*** Passage provided Section Begins ***

Science Experimentation at Grad Student Prices: Nepenthes bicalcarata

One of the nice things about having absolutely no natural light in the back area of the gallery, and having all of the lights on timers to encourage winter growth patterns and spring blooming, is that it gets DARK back there when the lights go out. While this is horrific if you get turned around and can’t find the front hallway, it’s excellent when conducting experiments with ultraviolet light. A little messing about with the handy violet kaleidoscope laser pointer in the gallery led to some interesting observations.

To begin, the squat little pitcher up top belongs to the famous Asian pitcher plant Nepenthes bicalcarata. N. bicalcarata is one of the only Nepenthes species to have a commonly used nickname in carnivorous plant circles, “bicalc” singular or “bicalcs” plural, and it’s also one of the only Nepenthes species to have a common name in English. That name, “fanged pitcher plant,” refers to the two distinctive sharp “fangs: that run down from where the pitcher meets its lid. Those “fangs” are officially called nectaries, in that they secrete and channel nectar, which leads to the slightly disturbing view of a happy and healthy bicalc being one that’s drooling nectar off these structures like a snake’s fangs dripping venom. These nectaries are both strong and sharp, leading to all sorts of suppositions on how the “fangs” prevent monkeys and birds from removing trapped prey from the pitcher. The reality, however, is that nobody really knows what these structures are for, as well as the comparably eye-catching and risky structures on the equally famous N. inermis, N. edwardsiana, and N. hamata.

*** Passage provided Section Ends ***

■ Work task 1 ■
Copy word for word the part of the Nepenthes bicalcarata passage from "One of the nice" up to and including "some interesting observations.".
■ Work task 2 ■
Answer these questions from the Nepenthes bicalcarata passage:
(a) What tool was used to experiment with ultraviolet light in the gallery?
(b) What common name in English does N. bicalcarata have?
(c) What are the "fangs" officially called?
The lines that follow come from a separate source and have no connection to the Nepenthes bicalcarata passage.

*** Given entries Section Begins ***

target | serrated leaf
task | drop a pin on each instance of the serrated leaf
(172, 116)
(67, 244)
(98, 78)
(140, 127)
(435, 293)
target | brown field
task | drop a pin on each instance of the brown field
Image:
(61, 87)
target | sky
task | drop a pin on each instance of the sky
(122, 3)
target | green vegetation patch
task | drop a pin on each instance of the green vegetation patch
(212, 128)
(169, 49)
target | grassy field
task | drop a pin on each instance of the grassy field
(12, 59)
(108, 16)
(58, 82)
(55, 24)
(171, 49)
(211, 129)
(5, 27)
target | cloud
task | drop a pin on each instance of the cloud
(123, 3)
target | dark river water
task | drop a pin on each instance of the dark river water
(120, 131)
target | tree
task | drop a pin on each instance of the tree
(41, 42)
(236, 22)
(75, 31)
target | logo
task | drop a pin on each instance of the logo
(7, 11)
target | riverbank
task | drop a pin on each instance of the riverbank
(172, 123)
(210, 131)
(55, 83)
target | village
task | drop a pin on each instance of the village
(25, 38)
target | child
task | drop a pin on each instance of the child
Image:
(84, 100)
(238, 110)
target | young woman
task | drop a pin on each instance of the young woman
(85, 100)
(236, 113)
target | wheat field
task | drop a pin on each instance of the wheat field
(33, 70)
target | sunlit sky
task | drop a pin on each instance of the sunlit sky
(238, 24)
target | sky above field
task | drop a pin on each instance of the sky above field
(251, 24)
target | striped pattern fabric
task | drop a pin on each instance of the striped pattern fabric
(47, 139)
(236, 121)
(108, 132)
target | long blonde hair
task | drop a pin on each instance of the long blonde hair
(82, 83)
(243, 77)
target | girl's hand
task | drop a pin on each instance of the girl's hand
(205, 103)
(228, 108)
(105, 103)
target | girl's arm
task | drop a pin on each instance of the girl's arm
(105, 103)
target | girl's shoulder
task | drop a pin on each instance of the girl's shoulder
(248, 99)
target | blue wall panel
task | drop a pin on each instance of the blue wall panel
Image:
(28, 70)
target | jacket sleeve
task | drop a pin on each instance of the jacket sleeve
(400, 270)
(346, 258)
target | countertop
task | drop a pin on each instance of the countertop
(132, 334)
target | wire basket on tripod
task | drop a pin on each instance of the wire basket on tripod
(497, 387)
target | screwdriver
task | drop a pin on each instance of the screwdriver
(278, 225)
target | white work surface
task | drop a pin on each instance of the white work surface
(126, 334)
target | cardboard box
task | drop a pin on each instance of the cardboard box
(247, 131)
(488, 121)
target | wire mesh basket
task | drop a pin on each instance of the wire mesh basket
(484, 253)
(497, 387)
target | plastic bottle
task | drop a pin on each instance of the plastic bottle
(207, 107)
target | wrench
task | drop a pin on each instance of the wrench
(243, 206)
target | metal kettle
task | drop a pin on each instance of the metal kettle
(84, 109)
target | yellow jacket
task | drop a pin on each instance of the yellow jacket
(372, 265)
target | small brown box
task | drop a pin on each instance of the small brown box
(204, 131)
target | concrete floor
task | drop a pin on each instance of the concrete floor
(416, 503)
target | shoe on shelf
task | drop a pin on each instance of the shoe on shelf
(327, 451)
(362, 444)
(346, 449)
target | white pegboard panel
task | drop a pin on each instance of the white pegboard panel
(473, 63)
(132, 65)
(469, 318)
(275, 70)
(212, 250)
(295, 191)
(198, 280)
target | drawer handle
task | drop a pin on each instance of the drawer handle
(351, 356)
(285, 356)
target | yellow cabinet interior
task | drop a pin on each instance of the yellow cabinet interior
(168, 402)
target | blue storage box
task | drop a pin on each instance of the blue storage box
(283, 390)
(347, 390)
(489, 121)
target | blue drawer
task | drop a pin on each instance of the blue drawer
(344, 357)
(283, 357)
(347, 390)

*** Given entries Section Ends ***

■ Written answer 1 ■
One of the nice things about having absolutely no natural light in the back area of the gallery, and having all of the lights on timers to encourage winter growth patterns and spring blooming, is that it gets DARK back there when the lights go out. While this is horrific if you get turned around and can’t find the front hallway, it’s excellent when conducting experiments with ultraviolet light. A little messing about with the handy violet kaleidoscope laser pointer in the gallery led to some interesting observations.

■ Written answer 2 ■
(a) A violet kaleidoscope laser pointer
(b) Fanged pitcher plant
(c) Nectaries